Reproduce every one of the records below verbatim, leaving the pictures out of your answer.

— start of INPUT —

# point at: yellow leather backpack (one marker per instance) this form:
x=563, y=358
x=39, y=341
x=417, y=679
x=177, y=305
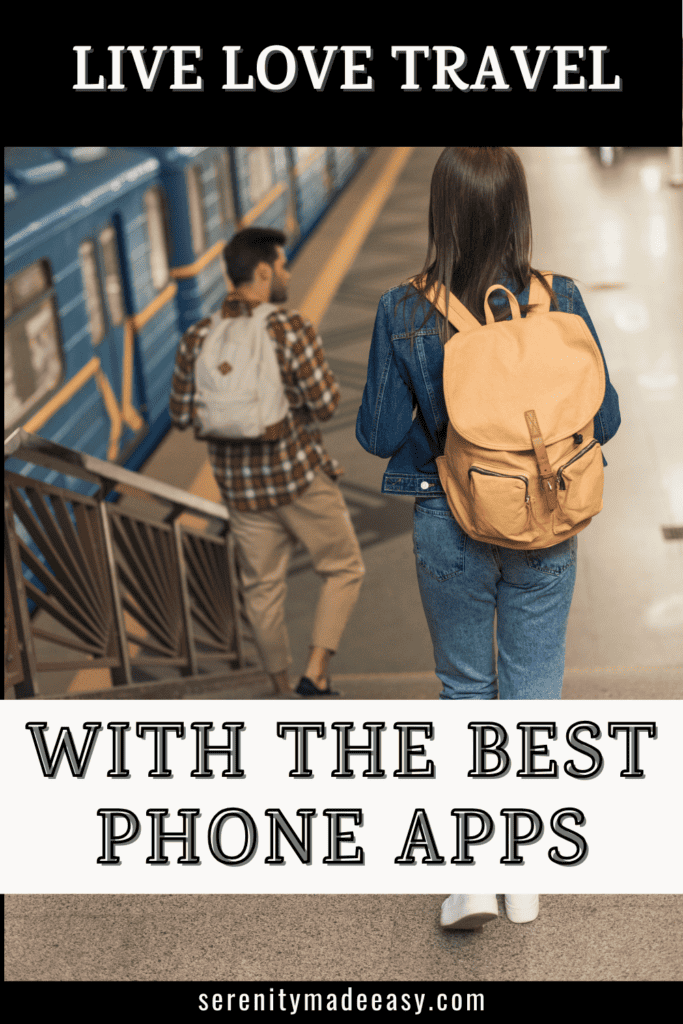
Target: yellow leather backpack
x=521, y=468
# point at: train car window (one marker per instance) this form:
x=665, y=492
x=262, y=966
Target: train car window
x=157, y=232
x=33, y=354
x=196, y=201
x=93, y=291
x=224, y=190
x=113, y=289
x=26, y=286
x=260, y=172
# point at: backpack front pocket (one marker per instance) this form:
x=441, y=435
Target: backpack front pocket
x=580, y=484
x=501, y=506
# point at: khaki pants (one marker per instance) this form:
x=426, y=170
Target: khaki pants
x=264, y=542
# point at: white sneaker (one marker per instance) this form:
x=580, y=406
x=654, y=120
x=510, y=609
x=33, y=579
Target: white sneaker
x=521, y=909
x=468, y=911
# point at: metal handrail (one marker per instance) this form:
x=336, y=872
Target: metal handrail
x=120, y=589
x=37, y=450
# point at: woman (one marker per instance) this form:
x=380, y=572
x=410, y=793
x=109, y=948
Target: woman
x=479, y=235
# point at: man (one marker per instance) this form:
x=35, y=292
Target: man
x=281, y=491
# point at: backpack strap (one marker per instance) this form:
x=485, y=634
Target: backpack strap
x=538, y=296
x=451, y=307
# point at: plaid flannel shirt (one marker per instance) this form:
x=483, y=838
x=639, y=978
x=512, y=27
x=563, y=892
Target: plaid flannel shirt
x=257, y=475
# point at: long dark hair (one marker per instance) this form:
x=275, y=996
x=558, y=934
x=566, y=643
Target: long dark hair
x=479, y=231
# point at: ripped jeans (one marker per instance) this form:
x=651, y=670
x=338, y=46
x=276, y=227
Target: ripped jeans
x=463, y=583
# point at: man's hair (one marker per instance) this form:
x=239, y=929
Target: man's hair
x=250, y=247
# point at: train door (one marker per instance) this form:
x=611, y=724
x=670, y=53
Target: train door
x=105, y=289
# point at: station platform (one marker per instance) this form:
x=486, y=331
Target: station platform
x=617, y=230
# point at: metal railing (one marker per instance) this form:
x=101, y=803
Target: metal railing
x=121, y=585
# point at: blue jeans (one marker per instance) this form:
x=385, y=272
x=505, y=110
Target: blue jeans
x=463, y=583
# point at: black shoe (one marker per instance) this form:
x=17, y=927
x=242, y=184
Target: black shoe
x=307, y=688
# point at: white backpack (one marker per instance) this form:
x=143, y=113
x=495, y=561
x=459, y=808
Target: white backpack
x=239, y=388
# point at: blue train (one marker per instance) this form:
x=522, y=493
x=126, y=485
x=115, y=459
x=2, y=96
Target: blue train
x=110, y=255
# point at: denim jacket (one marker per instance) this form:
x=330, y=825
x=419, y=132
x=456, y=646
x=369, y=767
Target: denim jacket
x=402, y=416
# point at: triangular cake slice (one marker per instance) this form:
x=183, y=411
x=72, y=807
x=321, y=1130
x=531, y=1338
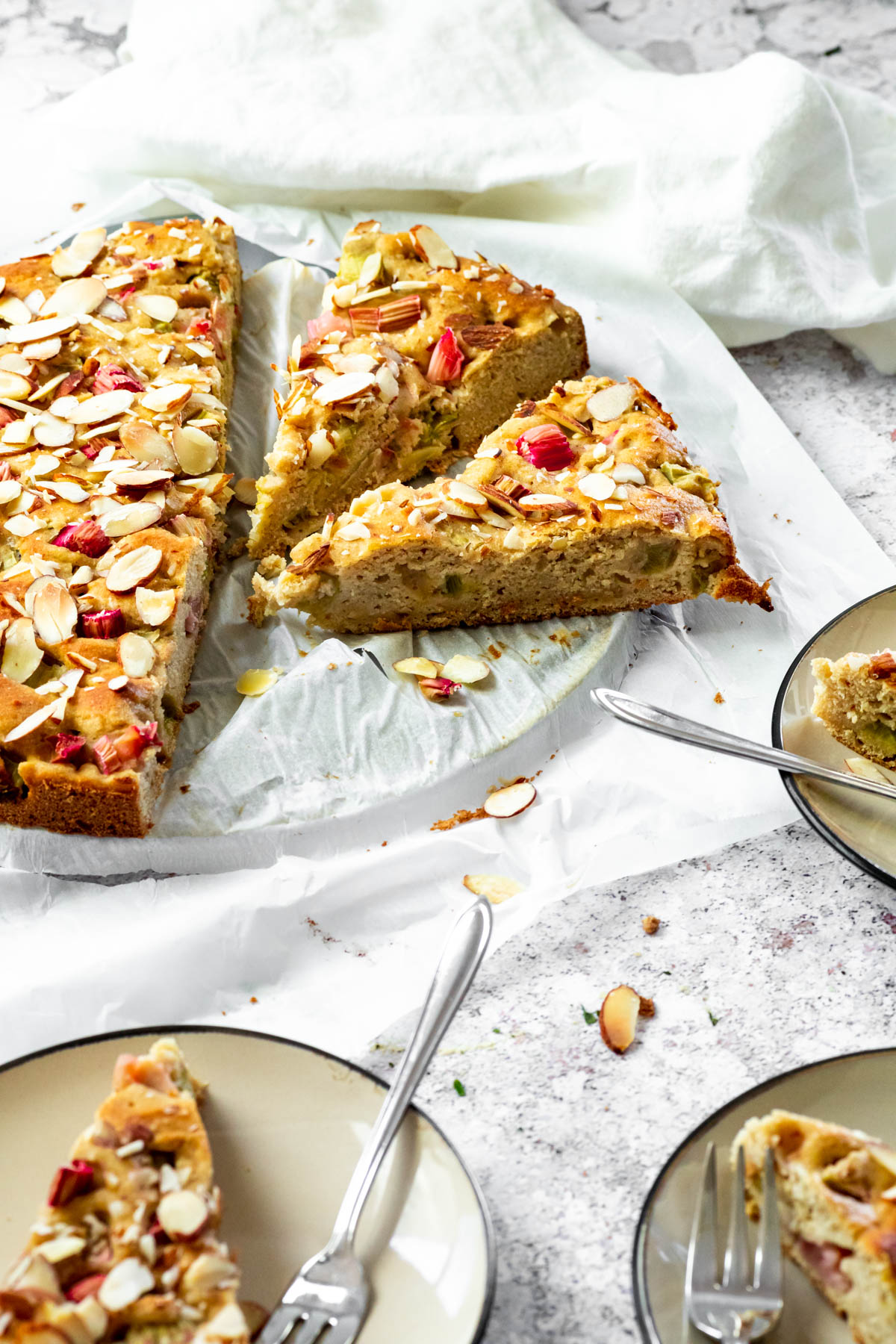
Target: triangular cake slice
x=127, y=1246
x=583, y=503
x=856, y=700
x=418, y=354
x=837, y=1199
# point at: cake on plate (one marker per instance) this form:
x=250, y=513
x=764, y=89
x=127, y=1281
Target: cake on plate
x=127, y=1245
x=856, y=700
x=417, y=355
x=582, y=503
x=116, y=374
x=837, y=1201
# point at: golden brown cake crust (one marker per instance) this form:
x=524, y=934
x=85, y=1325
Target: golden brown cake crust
x=116, y=371
x=388, y=312
x=585, y=503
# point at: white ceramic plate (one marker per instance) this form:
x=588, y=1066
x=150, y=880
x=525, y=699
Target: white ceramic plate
x=853, y=1090
x=859, y=826
x=287, y=1125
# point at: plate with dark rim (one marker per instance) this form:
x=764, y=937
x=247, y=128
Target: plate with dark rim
x=287, y=1125
x=859, y=826
x=856, y=1090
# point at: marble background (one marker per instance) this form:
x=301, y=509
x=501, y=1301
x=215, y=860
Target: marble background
x=788, y=947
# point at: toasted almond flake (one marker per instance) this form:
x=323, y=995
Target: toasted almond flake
x=257, y=680
x=81, y=252
x=74, y=297
x=167, y=396
x=511, y=801
x=136, y=567
x=492, y=886
x=161, y=308
x=465, y=670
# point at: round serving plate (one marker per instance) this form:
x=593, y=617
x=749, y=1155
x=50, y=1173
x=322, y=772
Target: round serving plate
x=287, y=1125
x=855, y=1090
x=862, y=827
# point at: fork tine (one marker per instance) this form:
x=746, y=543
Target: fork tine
x=738, y=1270
x=768, y=1258
x=703, y=1263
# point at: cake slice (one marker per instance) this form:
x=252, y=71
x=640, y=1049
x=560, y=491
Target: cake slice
x=837, y=1199
x=856, y=700
x=583, y=503
x=127, y=1246
x=116, y=373
x=415, y=356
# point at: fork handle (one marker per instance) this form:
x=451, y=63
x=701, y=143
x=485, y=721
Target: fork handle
x=458, y=962
x=668, y=725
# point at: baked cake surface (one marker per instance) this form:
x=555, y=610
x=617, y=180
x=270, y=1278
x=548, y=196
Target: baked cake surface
x=837, y=1199
x=417, y=356
x=582, y=503
x=856, y=700
x=116, y=373
x=127, y=1246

— end of INPUT —

TASK RESULT:
# point at: yellow leather backpack (one marker per instance) this form:
x=563, y=358
x=39, y=341
x=417, y=679
x=177, y=305
Target: yellow leather backpack
x=521, y=468
# point at: train car window (one marker per instance) this form:
x=665, y=492
x=262, y=966
Target: train car window
x=157, y=232
x=33, y=354
x=196, y=201
x=93, y=291
x=224, y=190
x=113, y=289
x=26, y=286
x=260, y=172
# point at: backpack front pocket (one marker per instance) this form:
x=441, y=435
Target: backpack front pocket
x=580, y=484
x=501, y=506
# point at: khaki pants (one marker per instance) this form:
x=426, y=170
Target: khaki pants
x=264, y=542
# point at: white sneaker (one marker per instance) this form:
x=580, y=406
x=654, y=120
x=510, y=609
x=33, y=579
Target: white sneaker
x=521, y=909
x=468, y=911
# point at: metal handrail (one marker per instance) this form:
x=336, y=872
Target: metal handrail
x=120, y=589
x=37, y=450
# point at: woman (one marker per instance) this form:
x=380, y=572
x=410, y=793
x=109, y=948
Target: woman
x=479, y=235
# point at: man (one marker per instance) this form:
x=35, y=292
Target: man
x=281, y=491
# point at: backpack strap (one marker per instance) this form:
x=485, y=634
Target: backpack strap
x=538, y=296
x=451, y=307
# point at: plaid flannel shirt (one marker per instance) this form:
x=483, y=838
x=639, y=978
x=512, y=27
x=563, y=892
Target: plaid flannel shirt
x=257, y=475
# point at: long dark hair (one marker per instance) this form:
x=275, y=996
x=558, y=934
x=566, y=643
Target: long dark hair
x=479, y=231
# point at: ripped jeans (one marker per instance) this form:
x=651, y=670
x=338, y=46
x=276, y=227
Target: ripped jeans
x=463, y=583
# point at: man's hair (one marker per instance) this form:
x=239, y=929
Target: man's hair
x=250, y=247
# point at: train door (one marker per instance) this form:
x=611, y=724
x=670, y=53
Target: train door
x=105, y=289
# point at: station platform (one marker per instance) this form:
x=486, y=331
Target: station platform
x=617, y=230
# point at: metal railing (one marker per instance) this form:
x=101, y=803
Target: metal railing
x=121, y=585
# point at: blue jeans (one marker per instance) this form:
x=385, y=272
x=505, y=110
Target: blue jeans
x=463, y=583
# point at: black shoe (one marker per instance) this form:
x=17, y=927
x=242, y=184
Target: black shoe
x=307, y=688
# point at: white backpack (one marker per instance) this form:
x=143, y=113
x=495, y=561
x=459, y=808
Target: white backpack
x=239, y=388
# point at: blue train (one marker per instance) this form:
x=522, y=493
x=126, y=485
x=115, y=459
x=2, y=96
Target: blue train
x=110, y=255
# point at: denim jacket (one marker per instance) this form:
x=330, y=825
x=419, y=132
x=456, y=646
x=369, y=767
Target: denim jacket
x=402, y=416
# point at: triangular cake slice (one marker per instance) this form:
x=183, y=411
x=72, y=807
x=321, y=1130
x=531, y=1338
Target: triangular cake slice
x=127, y=1246
x=583, y=503
x=856, y=700
x=418, y=354
x=837, y=1199
# point at: cake on plate (one marker per instance) this form:
x=250, y=513
x=764, y=89
x=127, y=1281
Target: cake on plate
x=127, y=1245
x=856, y=700
x=417, y=355
x=582, y=503
x=116, y=374
x=837, y=1201
# point at: golden brown cake crust (one marker per instance) this form:
x=524, y=934
x=85, y=1325
Target: golden brown cake crust
x=116, y=371
x=388, y=312
x=585, y=503
# point at: white ceramic plate (one marker per instance) this form:
x=588, y=1066
x=150, y=880
x=525, y=699
Target: white ceramic plate
x=853, y=1090
x=859, y=826
x=287, y=1125
# point at: plate with dark rim (one marker per instance) this form:
x=764, y=937
x=247, y=128
Target: plate with dark rim
x=287, y=1125
x=859, y=826
x=856, y=1090
# point at: marble background (one marker per instance) this form:
x=301, y=509
x=501, y=1301
x=215, y=860
Target: marble background
x=788, y=947
# point at: toasted almond flake (one marker per instance) this form:
x=323, y=995
Target: toasted almond flake
x=257, y=680
x=81, y=252
x=74, y=297
x=167, y=396
x=511, y=801
x=136, y=567
x=492, y=886
x=161, y=308
x=465, y=670
# point at: round serving plate (one marker per instance) this form:
x=593, y=617
x=749, y=1155
x=50, y=1173
x=322, y=772
Target: round serving plate
x=287, y=1125
x=855, y=1090
x=862, y=827
# point at: fork tine (one marker per instance) this form:
x=746, y=543
Target: fork tine
x=738, y=1270
x=768, y=1258
x=703, y=1263
# point at: cake slice (one marker per instance) this form:
x=252, y=71
x=640, y=1049
x=560, y=491
Target: cake slice
x=837, y=1199
x=856, y=700
x=583, y=503
x=127, y=1246
x=116, y=373
x=415, y=356
# point at: fork handle (one marker per instance) this form:
x=451, y=63
x=701, y=143
x=485, y=721
Target: fork handle
x=458, y=962
x=668, y=725
# point at: baked cake surface (one marker per instance) this form:
x=555, y=610
x=617, y=180
x=270, y=1278
x=548, y=196
Target: baked cake surface
x=837, y=1199
x=417, y=356
x=582, y=503
x=856, y=700
x=116, y=373
x=127, y=1246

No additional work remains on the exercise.